(Object detection data)
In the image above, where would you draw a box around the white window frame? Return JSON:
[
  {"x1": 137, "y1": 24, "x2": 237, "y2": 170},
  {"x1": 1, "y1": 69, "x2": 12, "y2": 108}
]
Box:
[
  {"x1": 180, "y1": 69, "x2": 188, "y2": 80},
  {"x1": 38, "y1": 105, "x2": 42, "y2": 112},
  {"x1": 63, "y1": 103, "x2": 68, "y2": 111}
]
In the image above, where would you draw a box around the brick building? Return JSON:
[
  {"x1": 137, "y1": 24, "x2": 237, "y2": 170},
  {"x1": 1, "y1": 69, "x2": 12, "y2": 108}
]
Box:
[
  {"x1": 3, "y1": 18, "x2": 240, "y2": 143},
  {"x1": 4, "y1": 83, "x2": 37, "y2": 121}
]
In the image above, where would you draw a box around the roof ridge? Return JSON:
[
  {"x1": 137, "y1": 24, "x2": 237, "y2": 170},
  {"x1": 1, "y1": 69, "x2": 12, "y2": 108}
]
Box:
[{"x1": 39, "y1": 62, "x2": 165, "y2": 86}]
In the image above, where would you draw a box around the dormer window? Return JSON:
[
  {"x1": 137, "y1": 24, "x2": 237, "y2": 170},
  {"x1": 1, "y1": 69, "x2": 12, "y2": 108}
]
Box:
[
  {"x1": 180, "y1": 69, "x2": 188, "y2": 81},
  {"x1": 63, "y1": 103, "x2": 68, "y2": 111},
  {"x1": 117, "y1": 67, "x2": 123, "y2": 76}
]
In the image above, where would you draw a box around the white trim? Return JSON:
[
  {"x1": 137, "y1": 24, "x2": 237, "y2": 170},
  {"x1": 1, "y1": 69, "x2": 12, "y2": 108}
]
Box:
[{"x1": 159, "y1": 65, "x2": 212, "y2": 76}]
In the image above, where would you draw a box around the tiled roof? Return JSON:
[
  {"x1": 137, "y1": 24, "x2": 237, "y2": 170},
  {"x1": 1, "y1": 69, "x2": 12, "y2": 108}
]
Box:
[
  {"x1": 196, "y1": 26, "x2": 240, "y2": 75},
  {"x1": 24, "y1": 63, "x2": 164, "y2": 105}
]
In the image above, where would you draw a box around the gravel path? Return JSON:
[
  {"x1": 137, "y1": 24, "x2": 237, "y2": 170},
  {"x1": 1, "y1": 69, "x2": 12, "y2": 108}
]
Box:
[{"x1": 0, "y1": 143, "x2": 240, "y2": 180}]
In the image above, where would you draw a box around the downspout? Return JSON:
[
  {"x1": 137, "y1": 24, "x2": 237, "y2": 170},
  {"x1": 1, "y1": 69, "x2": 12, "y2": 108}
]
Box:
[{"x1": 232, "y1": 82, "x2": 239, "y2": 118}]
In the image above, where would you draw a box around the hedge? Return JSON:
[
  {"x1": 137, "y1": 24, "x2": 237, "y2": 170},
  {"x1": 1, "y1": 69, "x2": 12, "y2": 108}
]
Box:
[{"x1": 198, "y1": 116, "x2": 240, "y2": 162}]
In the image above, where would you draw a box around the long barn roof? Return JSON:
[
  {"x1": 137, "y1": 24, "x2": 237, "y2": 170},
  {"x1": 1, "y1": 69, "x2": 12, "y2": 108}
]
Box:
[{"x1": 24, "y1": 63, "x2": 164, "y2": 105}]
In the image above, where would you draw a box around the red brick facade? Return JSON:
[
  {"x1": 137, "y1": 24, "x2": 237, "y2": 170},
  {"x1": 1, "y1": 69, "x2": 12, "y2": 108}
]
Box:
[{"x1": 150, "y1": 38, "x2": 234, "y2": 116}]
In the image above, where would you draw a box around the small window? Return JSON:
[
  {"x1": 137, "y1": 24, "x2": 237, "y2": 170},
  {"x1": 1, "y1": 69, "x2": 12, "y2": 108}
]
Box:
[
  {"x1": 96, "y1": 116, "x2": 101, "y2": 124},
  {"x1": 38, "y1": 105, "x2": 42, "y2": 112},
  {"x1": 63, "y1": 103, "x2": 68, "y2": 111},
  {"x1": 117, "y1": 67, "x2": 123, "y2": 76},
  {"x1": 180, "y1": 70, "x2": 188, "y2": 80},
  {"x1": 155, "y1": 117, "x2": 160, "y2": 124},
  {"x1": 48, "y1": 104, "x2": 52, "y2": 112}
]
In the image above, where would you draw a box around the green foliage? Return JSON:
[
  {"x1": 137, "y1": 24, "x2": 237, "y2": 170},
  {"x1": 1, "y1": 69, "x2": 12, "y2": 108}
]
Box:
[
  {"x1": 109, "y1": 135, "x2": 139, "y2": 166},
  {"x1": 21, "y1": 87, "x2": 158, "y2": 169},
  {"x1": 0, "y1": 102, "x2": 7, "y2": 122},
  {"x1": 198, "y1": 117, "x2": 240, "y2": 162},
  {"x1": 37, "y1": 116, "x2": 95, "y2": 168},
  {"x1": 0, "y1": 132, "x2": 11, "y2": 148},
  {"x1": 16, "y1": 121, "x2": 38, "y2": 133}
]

What the task requires
Pull out each line of the records above that contains the word "brick", and copy every such line in full.

Solved problem
In the image above, where would you draw a box around the brick building? Return JSON:
In the image above, where would you draw a box around the red brick facade? Return JSON:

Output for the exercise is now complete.